# Work to do
The records below must be duplicated exactly, character for character.

-- begin Material provided --

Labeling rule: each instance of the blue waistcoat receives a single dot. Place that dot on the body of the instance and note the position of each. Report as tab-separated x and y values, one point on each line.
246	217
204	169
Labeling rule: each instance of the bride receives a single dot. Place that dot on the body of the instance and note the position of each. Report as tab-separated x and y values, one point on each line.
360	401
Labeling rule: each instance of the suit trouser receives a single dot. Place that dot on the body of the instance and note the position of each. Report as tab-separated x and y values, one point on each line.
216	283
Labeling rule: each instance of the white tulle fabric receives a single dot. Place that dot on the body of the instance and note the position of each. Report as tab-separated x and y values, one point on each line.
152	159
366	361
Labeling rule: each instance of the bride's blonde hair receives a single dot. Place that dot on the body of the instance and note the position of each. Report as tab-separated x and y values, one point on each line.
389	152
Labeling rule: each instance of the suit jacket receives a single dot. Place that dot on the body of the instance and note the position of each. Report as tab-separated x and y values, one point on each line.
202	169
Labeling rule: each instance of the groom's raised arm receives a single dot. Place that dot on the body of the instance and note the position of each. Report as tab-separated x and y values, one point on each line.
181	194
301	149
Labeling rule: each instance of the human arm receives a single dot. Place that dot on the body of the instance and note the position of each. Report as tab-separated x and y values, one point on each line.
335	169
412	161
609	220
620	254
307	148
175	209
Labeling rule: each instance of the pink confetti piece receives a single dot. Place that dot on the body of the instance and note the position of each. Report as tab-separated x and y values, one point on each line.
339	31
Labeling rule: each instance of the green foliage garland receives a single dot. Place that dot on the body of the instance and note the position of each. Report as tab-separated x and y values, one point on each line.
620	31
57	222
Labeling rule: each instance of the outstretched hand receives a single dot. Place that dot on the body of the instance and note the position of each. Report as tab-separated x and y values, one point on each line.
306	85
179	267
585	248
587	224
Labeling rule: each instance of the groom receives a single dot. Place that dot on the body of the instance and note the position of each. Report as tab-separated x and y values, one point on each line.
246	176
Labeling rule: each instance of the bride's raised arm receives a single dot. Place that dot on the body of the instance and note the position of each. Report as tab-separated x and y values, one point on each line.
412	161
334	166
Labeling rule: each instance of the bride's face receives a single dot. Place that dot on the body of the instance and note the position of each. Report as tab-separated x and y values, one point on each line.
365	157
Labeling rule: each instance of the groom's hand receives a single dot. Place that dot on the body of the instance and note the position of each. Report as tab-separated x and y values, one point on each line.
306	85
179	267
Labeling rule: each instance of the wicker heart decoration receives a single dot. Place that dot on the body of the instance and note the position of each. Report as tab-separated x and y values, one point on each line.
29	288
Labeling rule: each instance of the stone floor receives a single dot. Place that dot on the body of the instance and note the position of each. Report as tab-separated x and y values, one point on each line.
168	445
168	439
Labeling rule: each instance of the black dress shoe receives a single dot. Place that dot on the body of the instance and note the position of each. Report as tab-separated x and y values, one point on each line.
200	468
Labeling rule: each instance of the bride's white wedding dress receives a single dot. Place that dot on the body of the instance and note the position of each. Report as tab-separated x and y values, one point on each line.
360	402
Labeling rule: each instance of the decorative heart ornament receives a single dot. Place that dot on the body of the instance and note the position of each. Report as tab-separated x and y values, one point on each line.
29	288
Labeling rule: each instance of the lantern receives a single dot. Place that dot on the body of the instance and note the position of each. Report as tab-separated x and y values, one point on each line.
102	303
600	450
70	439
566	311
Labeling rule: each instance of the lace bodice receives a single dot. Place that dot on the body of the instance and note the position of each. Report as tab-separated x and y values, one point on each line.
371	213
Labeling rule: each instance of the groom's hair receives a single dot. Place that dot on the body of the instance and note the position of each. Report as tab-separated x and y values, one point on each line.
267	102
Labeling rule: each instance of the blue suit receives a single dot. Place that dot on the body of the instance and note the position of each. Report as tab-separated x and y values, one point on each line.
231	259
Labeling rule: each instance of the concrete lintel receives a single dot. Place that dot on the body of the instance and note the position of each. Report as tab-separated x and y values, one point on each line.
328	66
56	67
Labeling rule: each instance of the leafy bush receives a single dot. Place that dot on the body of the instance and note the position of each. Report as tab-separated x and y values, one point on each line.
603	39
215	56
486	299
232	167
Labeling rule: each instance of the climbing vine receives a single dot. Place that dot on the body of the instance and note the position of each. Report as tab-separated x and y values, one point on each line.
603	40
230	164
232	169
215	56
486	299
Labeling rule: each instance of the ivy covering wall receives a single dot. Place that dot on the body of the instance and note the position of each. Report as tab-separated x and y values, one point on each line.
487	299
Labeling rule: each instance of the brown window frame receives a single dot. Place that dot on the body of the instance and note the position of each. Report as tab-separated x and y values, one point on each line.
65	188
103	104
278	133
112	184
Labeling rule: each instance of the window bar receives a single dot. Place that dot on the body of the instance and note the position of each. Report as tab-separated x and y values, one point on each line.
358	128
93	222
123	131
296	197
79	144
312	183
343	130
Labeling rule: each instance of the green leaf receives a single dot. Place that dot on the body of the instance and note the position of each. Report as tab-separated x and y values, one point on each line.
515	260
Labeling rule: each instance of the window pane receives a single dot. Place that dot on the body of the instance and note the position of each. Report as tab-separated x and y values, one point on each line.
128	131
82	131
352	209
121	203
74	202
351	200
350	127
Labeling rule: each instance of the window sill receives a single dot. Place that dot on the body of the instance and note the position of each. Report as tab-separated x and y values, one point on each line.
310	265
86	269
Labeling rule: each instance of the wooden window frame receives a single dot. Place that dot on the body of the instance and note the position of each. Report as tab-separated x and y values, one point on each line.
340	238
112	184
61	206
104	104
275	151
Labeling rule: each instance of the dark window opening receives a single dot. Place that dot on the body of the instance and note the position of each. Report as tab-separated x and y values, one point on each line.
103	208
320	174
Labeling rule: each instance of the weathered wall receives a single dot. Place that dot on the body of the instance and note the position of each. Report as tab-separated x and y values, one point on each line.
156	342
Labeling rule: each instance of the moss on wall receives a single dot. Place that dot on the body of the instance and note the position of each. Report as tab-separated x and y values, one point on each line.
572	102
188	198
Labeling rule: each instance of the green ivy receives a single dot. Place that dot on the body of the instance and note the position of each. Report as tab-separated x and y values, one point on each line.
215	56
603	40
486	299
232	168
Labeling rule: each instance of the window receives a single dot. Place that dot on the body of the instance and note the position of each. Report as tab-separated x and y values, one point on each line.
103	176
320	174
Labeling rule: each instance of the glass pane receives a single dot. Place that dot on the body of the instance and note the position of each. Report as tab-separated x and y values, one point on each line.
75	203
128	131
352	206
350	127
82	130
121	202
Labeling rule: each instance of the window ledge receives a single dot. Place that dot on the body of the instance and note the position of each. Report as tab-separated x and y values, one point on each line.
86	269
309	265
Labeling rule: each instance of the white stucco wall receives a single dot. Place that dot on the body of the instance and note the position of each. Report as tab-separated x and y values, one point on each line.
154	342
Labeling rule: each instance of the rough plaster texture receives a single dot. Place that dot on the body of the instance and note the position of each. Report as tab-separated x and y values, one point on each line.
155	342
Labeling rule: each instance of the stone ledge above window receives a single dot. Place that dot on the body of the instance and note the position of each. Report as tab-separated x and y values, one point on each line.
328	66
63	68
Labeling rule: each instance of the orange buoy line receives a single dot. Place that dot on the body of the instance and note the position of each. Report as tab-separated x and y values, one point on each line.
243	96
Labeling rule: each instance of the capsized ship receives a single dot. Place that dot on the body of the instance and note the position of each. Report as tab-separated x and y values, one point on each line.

-- end Material provided --

# Complete response
Labeling rule: each instance of the blue waistcoat receives a single dot. Place that dot on the body of the instance and note the position of each. Report as tab-separated x and y values, one point on each line.
246	217
204	169
Labeling rule: each instance of the bride receives a single dot. Place that dot on the body of the instance and note the position of each. Report as tab-separated x and y values, one point on each line.
360	401
Labeling rule: each instance of the suit trouser receives a single dot. Place that dot on the body of the instance and note the position of each. Report as tab-separated x and y values, one point on each line.
216	283
Labeling rule: each instance of the white tulle fabric receives a single dot. Place that dot on the body of the instance and note the position of each. Report as tab-separated x and y values, one point on each line.
152	159
366	361
Labeling rule: each instance of the bride's blonde hair receives a single dot. Place that dot on the body of the instance and note the position of each. Report as tab-separated x and y values, one point on each line.
389	152
Labeling rule: each instance of the suit jacket receives a single dot. Place that dot on the body of the instance and note the position of each. Report as tab-separated x and y values, one point on each line.
202	169
Labeling rule: each instance of the groom's raised arm receives a single dot. Place that dot on the body of the instance and note the position of each. Report as tab-separated x and y values, one point on each line.
181	194
301	149
Labeling rule: each instance of the human arm receives a single dot. Place that dot on the body of the instance and note the position of each. Report as tab-separated x and y values, one point on each line.
335	169
412	161
609	220
620	254
307	148
175	209
Labeling rule: each instance of the pink confetti piece receives a single dot. Place that dot on the body of the instance and note the position of each. Report as tab-separated x and y values, one point on each line.
339	31
Labeling rule: each instance of the green foliage garland receives a single dot. Place that dot on the body of the instance and note the position of each. Report as tab-separated x and y values, one point on each line.
620	31
57	222
Labeling rule: each instance of the outstretched hand receives a single dot. Place that dot on the body of the instance and note the position of each. Report as tab-separated x and y values, one point on each line.
306	85
179	267
585	248
587	224
Labeling rule: each instance of the groom receives a single dot. Place that dot on the body of the instance and note the position of each. Report as tab-separated x and y values, one point on each line.
246	176
Labeling rule: each instance of the bride's raised arm receives a single dot. Place that dot on the body of the instance and note the position of each. Report as tab-separated x and y values, one point on each line.
412	161
334	166
Labeling rule: each instance of the bride's face receives a single dot. Place that dot on the body of the instance and note the position of each. Report as tab-separated x and y values, one point on each line.
365	157
Labeling rule: each instance of the groom's hand receives a single dot. Place that dot on the body of the instance and note the position of each. Report as tab-separated x and y values, one point on each line.
306	85
179	267
Labeling rule: each instance of the wicker heart decoration receives a single dot. Place that dot on the body of the instance and note the position of each. Report as tab-separated x and y values, one point on each line.
29	288
Labeling rule: each instance of the stone floor receives a single dot. Place that dot on the body of the instance and note the position of each. Report as tab-separated x and y values, one point on each line.
168	445
168	439
Labeling rule: each instance of the black dress shoe receives a single dot. Place that dot on the body of the instance and note the position of each. Report as tab-separated x and y values, one point on each line.
200	468
Labeling rule: each instance of the bride's white wedding dress receives a single dot. Place that dot on the body of the instance and note the position of each. Report as tab-separated x and y values, one point on each line.
360	402
Labeling rule: each instance of the decorative heart ornament receives a single dot. Place that dot on the body of the instance and note the position of each. Report as tab-separated x and y values, one point on each line.
29	288
Labeling rule: each instance of the lantern receives a single dot. Place that dot on the body of the instance and note the position of each. Report as tab-separated x and y values, one point on each line.
102	303
600	450
70	439
566	311
Labeling rule: each instance of the lace bodice receives a single dot. Place that dot on the body of the instance and note the position of each. Report as tab-separated x and y values, one point on each line.
371	213
Labeling rule: each instance of the groom's hair receives a single dot. Place that dot on the body of the instance and note the position of each. Report as tab-separated x and y values, one point on each line.
267	102
Labeling rule: each instance of the blue suit receives a single dot. Place that dot on the body of the instance and note the position of each. Report as tab-separated x and y values, one point on each line.
231	259
Labeling rule: each instance of the concrete lintel receives a single dot. Place that dot on the body of the instance and note the position of each. Report as tab-separated x and y values, one point on each line.
328	66
56	67
Labeling rule: each instance of the leafy bush receives a single dot. Place that dot on the body of the instance and note the position of each. Report as tab-separated x and y values, one point on each line.
603	39
215	56
486	299
232	167
Labeling rule: each instance of the climbing vine receives a single dot. Place that dot on the body of the instance and note the position of each. Report as tab-separated x and y values, one point on each line.
603	40
230	164
232	169
215	56
486	299
Labeling rule: each instance of the ivy covering wall receives a single dot. Place that dot on the body of the instance and note the position of each. Report as tab-separated x and y values, one point on each line.
487	299
Labeling rule: each instance of the brown window frame receives a single dot. Place that dot on the body of the instance and note the position of each. Report as tab-separated x and y values, one point on each line.
65	188
103	104
278	133
112	184
Labeling rule: each instance of the window bar receives a single dot. Place that dot on the body of the instance and note the position of each. Report as tab-separated x and y values, one point on each line.
358	128
93	222
123	131
296	197
79	144
312	183
343	130
Labeling rule: each instance of the green leaf receives a single dot. Place that dot on the body of the instance and note the position of each. Report as tab-separated x and y values, one point on each line.
515	260
Labeling rule: each instance of the window pane receives a single dot. Place that dot on the body of the instance and note the position of each. Report as tab-separated x and y values, one point on each line.
128	131
82	131
352	209
121	203
74	202
351	200
350	127
Labeling rule: each instance of the window sill receives a single dot. Place that dot on the body of the instance and note the position of each. Report as tab-separated x and y values, one point on each line.
310	265
86	269
Labeling rule: each instance of the wooden window frame receives a single dot. Place that dot on the body of the instance and note the position of each. Report as tab-separated x and y values, one point on each line.
340	238
112	184
61	206
104	104
275	151
Labeling rule: each instance of the dark window opening receives a single dot. Place that dot on the body of the instance and note the position of each. Report as tab-separated x and y values, one point on each line.
103	208
320	174
Labeling rule: each instance of the weathered wall receives a single dot. Place that dot on the body of the instance and note the position of each. Report as tab-separated x and y values, one point on each line.
156	342
Labeling rule: each instance of the moss on wall receives a single dot. Place that dot on the body of the instance and note the position of each. Report as tab-separated x and y values, one point on each line.
572	102
188	198
Labeling rule: each instance of the green ivy receives a single dot. Place that dot on the body of the instance and note the position of each. Report as tab-separated x and y values, one point on each line.
215	56
603	40
486	299
232	168
Labeling rule: each instance of the window receives a single dot. Place that dot on the body of the instance and note the position of each. Report as tab-separated x and y values, one point on each line.
103	176
320	174
Labeling rule: each instance of the glass pane receives a single dot. Place that dot on the body of the instance and note the position of each. Report as tab-separated x and y values, one point on each line.
75	203
128	131
352	206
350	127
82	130
121	202
Labeling rule: each instance of the window ledge receives a single dot. Place that dot on the body of the instance and note the position of each. Report as tab-separated x and y values, one point on each line.
86	269
309	265
Labeling rule: each instance of the white stucco wall receives a single dot. Place that dot on the body of the instance and note the position of each. Report as tab-separated x and y values, one point on each line.
154	342
Labeling rule: each instance of the rough plaster texture receives a single dot. Place that dot on the body of the instance and note the position of each. Report as tab-separated x and y values, one point on each line.
155	342
Labeling rule: each instance of the stone ledge above window receives a single dot. Place that dot on the body of the instance and note the position of each. Report as tab-separated x and y values, one point on each line.
328	66
63	68
Labeling rule: each instance of the orange buoy line receives a single dot. Place that dot on the body of the instance and note the position of each. Report as tab-separated x and y values, one point on each line.
243	96
Labeling rule: each instance of the capsized ship receives a single dot. Place that dot on the body of the instance and note the position of each. Report as tab-separated x and y values, one point on each line.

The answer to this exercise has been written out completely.